[Collected data entries]
------------------------------------
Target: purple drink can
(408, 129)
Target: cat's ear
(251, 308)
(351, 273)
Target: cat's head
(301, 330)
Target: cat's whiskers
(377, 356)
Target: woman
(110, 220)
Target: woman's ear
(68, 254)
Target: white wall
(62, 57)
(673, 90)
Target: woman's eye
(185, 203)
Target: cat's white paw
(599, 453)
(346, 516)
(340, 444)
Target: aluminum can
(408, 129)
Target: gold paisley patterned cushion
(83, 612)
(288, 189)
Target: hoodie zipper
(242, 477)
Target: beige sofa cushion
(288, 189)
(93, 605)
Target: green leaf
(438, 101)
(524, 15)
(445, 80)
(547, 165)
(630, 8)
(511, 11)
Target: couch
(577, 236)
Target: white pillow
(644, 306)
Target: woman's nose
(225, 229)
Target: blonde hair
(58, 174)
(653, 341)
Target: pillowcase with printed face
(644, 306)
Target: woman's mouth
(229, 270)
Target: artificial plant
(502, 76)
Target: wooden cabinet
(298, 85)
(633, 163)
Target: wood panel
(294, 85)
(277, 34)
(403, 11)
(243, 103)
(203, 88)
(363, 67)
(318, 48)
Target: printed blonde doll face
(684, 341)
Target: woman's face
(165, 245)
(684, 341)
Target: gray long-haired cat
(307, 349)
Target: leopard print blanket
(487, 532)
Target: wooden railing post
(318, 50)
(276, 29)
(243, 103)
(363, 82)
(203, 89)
------------------------------------
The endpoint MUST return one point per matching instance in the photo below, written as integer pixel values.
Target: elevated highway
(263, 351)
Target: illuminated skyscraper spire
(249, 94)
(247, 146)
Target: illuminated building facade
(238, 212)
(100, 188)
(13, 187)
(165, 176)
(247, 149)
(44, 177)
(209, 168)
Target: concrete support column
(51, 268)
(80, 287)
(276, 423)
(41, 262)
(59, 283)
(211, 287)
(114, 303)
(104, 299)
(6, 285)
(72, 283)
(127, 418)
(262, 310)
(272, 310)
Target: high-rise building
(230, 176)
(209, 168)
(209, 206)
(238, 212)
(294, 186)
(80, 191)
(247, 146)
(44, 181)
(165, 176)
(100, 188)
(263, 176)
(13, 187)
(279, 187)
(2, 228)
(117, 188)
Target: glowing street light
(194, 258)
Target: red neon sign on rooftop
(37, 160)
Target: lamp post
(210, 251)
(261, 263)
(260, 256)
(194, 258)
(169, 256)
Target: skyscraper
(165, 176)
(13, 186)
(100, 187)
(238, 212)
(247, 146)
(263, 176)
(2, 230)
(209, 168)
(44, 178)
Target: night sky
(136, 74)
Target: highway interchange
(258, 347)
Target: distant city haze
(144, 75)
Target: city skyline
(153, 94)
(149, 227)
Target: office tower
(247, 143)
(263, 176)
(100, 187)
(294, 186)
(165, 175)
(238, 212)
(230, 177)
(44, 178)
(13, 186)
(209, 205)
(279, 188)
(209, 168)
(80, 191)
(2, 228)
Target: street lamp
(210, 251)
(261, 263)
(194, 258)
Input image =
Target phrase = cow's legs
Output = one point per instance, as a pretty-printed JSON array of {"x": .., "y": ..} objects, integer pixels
------------------------------------
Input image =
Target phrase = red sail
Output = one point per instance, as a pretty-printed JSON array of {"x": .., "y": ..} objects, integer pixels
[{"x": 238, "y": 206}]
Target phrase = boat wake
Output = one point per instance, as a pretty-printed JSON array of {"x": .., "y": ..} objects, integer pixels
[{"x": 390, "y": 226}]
------------------------------------
To do. Using the records above, restate word for word the lines from the one with "Target: distant city haze" through the one with "Target phrase = cow's legs", both included.

Exercise solution.
Target: distant city haze
(144, 75)
Target: city skyline
(153, 94)
(149, 227)
Target: office tower
(247, 143)
(263, 176)
(100, 187)
(294, 186)
(165, 175)
(238, 212)
(230, 177)
(44, 178)
(13, 186)
(209, 205)
(279, 188)
(209, 168)
(80, 191)
(2, 228)
Target: street lamp
(210, 251)
(261, 263)
(194, 258)
Input image =
Target phrase = cow's legs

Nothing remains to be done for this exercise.